What to produce
For the records below, print the lines from the line with "[point] sidewalk (one" through the line with "[point] building (one" exactly as written; include both end lines and exclude the rest.

Data

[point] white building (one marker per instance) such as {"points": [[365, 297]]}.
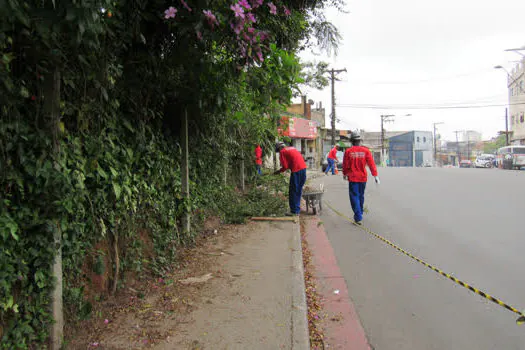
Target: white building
{"points": [[471, 136], [516, 84]]}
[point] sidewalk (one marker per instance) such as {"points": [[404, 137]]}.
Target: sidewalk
{"points": [[263, 306]]}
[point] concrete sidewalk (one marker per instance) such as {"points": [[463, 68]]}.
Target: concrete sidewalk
{"points": [[263, 303]]}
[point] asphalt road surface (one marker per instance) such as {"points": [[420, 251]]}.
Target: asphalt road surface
{"points": [[467, 222]]}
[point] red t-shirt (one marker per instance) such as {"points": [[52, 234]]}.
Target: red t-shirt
{"points": [[258, 155], [291, 159], [333, 153], [355, 160]]}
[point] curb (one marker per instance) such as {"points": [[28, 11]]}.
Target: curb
{"points": [[299, 318], [343, 328]]}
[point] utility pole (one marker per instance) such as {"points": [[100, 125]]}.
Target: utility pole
{"points": [[333, 78], [435, 142], [384, 119], [457, 146], [468, 145]]}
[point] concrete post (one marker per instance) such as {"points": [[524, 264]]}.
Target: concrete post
{"points": [[57, 330], [52, 114], [185, 173]]}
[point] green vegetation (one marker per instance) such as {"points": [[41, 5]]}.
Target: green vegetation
{"points": [[92, 94]]}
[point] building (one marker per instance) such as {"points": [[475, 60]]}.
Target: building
{"points": [[413, 148], [516, 85], [451, 153], [471, 136], [302, 124]]}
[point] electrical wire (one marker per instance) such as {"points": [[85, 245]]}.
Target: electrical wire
{"points": [[365, 106]]}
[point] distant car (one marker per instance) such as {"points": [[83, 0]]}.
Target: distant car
{"points": [[340, 155], [466, 164], [484, 161]]}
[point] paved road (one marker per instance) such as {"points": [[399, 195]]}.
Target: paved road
{"points": [[468, 222]]}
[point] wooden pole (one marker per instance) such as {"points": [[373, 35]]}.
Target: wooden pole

The answer
[point] sidewalk (one marker per instance) such as {"points": [[404, 137]]}.
Target: sidewalk
{"points": [[263, 306]]}
[point] concrete sidewalk (one marker per instance) such as {"points": [[463, 68]]}.
Target: concrete sidewalk
{"points": [[263, 303]]}
[point] asphalt road surface (one marker per instance) such as {"points": [[420, 251]]}.
Target: asphalt road surface
{"points": [[467, 222]]}
[point] red t-shirt (one marker per instance) such as {"points": [[52, 234]]}.
Target: red t-shirt
{"points": [[258, 155], [291, 159], [333, 153], [355, 160]]}
[point] curb (one marker per instance) such as {"points": [[28, 11]]}.
Target: curb
{"points": [[299, 318], [343, 328]]}
[point] utility pole (one marker per instance) such as {"points": [[100, 125]]}.
Target: utility pole
{"points": [[333, 78], [435, 142], [384, 119], [457, 146], [468, 145]]}
[point] concrete post (one marker per instance) such as {"points": [[524, 264]]}.
Target: concrete post
{"points": [[57, 330], [52, 114], [185, 173]]}
[point] green vegetation (one marker per instance) such as {"points": [[41, 5]]}.
Target: green vegetation
{"points": [[92, 94]]}
[point] building (one marker per instance) such as {"points": [[475, 60]]}.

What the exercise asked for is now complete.